◆ Trecho para ler
Conforme relatado, esta representação foi proposta por candidata ao cargo de Presidente da República nas eleições de 2022 sob a alegação de que estaria ocorrendo a divulgação, na Internet, de propaganda eleitoral negativa e de desinformação que lhe seria prejudicial, pois seu conteúdo a associaria a atos criminosos, como o assassinato de indígenas e de crianças.

Cumpre, inicialmente, verificar a competência desta Corte para o processamento e julgamento da representação.

Nos termos do art. 96, III, da Lei nº 9.504/97 e do art. 3º, I, da Res.-TSE nº 23.608/19, nas eleições presidenciais, as representações relativas ao descumprimento das normas da Lei das Eleições devem dirigir-se ao Tribunal Superior Eleitoral.

◆ Informações extraídas
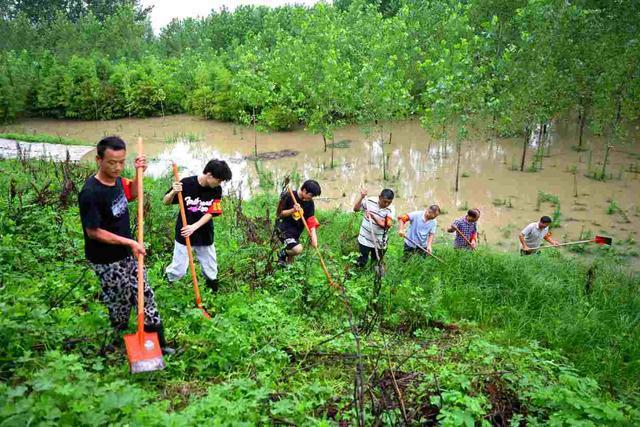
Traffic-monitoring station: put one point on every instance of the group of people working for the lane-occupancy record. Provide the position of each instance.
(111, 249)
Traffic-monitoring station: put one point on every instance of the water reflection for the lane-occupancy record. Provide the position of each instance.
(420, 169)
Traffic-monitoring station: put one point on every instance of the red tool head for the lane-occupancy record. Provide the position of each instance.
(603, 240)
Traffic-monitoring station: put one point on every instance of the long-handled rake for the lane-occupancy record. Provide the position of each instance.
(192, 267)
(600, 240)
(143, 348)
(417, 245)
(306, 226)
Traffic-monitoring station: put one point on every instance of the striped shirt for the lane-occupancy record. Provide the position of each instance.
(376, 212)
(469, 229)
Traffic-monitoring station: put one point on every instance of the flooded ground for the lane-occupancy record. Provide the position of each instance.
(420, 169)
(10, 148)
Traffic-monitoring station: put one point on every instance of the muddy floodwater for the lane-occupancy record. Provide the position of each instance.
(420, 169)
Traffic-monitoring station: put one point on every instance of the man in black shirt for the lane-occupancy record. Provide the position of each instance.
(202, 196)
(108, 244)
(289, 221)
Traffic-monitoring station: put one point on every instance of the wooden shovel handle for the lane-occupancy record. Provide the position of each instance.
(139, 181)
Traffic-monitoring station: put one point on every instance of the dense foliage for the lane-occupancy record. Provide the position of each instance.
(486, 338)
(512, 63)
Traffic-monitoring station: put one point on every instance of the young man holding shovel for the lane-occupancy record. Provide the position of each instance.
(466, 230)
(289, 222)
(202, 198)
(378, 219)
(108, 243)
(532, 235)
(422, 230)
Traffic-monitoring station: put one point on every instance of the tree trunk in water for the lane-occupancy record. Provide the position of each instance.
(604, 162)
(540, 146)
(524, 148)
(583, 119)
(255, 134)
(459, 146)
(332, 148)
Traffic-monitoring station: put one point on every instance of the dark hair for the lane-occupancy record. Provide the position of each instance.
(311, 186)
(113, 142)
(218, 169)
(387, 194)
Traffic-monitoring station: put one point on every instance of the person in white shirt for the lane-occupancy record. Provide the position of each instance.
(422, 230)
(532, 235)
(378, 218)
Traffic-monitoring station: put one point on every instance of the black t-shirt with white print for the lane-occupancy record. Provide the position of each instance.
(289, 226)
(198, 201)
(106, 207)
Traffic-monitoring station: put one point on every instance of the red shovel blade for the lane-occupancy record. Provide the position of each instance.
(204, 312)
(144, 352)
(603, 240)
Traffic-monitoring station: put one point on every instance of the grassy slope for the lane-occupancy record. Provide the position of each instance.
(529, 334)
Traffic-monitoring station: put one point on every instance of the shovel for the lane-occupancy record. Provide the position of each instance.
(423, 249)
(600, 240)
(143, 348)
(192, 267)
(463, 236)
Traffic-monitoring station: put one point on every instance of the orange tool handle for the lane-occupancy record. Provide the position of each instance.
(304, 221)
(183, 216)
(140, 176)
* * *
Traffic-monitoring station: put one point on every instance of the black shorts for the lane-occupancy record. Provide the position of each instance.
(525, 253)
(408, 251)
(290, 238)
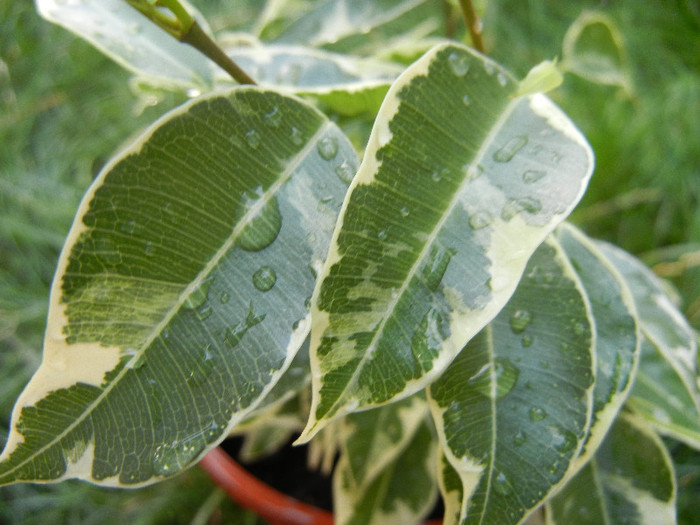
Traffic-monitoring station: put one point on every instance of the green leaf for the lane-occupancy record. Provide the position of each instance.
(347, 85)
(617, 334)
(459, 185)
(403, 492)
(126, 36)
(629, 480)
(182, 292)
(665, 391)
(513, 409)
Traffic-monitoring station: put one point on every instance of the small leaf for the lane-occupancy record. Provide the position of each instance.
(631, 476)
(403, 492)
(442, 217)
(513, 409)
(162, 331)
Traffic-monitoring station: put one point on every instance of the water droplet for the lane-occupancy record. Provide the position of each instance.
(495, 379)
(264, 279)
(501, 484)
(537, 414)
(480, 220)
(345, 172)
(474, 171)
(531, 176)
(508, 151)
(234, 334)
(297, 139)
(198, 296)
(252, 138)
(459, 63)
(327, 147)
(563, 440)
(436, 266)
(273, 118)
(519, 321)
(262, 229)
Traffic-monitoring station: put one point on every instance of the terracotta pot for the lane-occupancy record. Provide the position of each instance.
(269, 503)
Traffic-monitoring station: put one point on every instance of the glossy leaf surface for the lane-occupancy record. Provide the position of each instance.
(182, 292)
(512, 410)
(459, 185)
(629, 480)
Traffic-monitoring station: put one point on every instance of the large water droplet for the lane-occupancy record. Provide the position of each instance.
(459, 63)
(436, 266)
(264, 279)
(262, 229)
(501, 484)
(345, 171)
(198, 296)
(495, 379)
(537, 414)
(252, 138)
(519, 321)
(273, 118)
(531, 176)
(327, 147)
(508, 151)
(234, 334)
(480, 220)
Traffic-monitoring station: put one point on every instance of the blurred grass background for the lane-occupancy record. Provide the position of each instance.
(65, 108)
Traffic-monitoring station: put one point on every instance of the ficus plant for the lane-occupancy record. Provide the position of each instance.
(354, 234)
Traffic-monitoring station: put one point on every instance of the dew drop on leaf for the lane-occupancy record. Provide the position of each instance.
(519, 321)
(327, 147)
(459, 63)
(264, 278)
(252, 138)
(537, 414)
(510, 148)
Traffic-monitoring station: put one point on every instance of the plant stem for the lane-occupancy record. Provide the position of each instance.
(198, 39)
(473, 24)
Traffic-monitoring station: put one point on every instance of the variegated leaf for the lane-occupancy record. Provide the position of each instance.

◆ Exercícios
a) No trecho sobre a representação eleitoral, a que tribunal devem ser dirigidas as representações nas eleições presidenciais?
b) Diga se cada frase concorda com o trecho sobre a representação eleitoral: (i) A representação foi apresentada por uma candidata a Presidente da República. (ii) A representação trata das eleições de 2018. (iii) Segundo a alegação, o conteúdo divulgado ligaria a candidata a atos criminosos.
c) Escreva a continuação do trecho sobre a representação eleitoral, começando depois da última frase dele.
Os itens vêm de uma fonte diferente da do trecho.

◆ Respostas
a) Ao Tribunal Superior Eleitoral.

b)
(i) Sim: "proposta por candidata ao cargo de Presidente da República".
(ii) Não: "nas eleições de 2022".
(iii) Sim: "seu conteúdo a associaria a atos criminosos".

c)
Ao interpretar essas disposições, a jurisprudência desta Corte entendeu que a competência do TSE estará configurada mesmo que candidato à Presidência da República figure na ação na condição de representante, pois, “à falta de disciplina legal expressa, a regra estabelecida no inciso III do art. 96 da Lei nº 9.504/97 assegura aos candidatos a presidente da República, na condição de autor ou réu, foro especial” (Rp nº 434/DF, Rel. Min. Caputo Bastos, PSESS de 10/09/2002).

Orientação semelhante foi adotada em decisão unipessoal proferida por juiz auxiliar com atuação nesta Corte, na qual, no exame de hipótese em que a manifestação impugnada foi divulgada em propaganda referente a cargo de senador, se acrescentou que:

 

“Não obstante tratar-se de propaganda em horário destinado a candidatos ao Senado Federal, houve indicação de apoio à candidatura [...], à Presidência da República. Desse modo, aplica-se o disposto no art. 96, III, da Lei nº 9.504/97, segundo o qual compete ao Tribunal Superior Eleitoral julgar representações com repercussão na eleição presidencial.”

(Rp nº 1145-97/DF, Rel. Min. Herman Benjamin, publicada no mural em 24/09/2014, g.n.)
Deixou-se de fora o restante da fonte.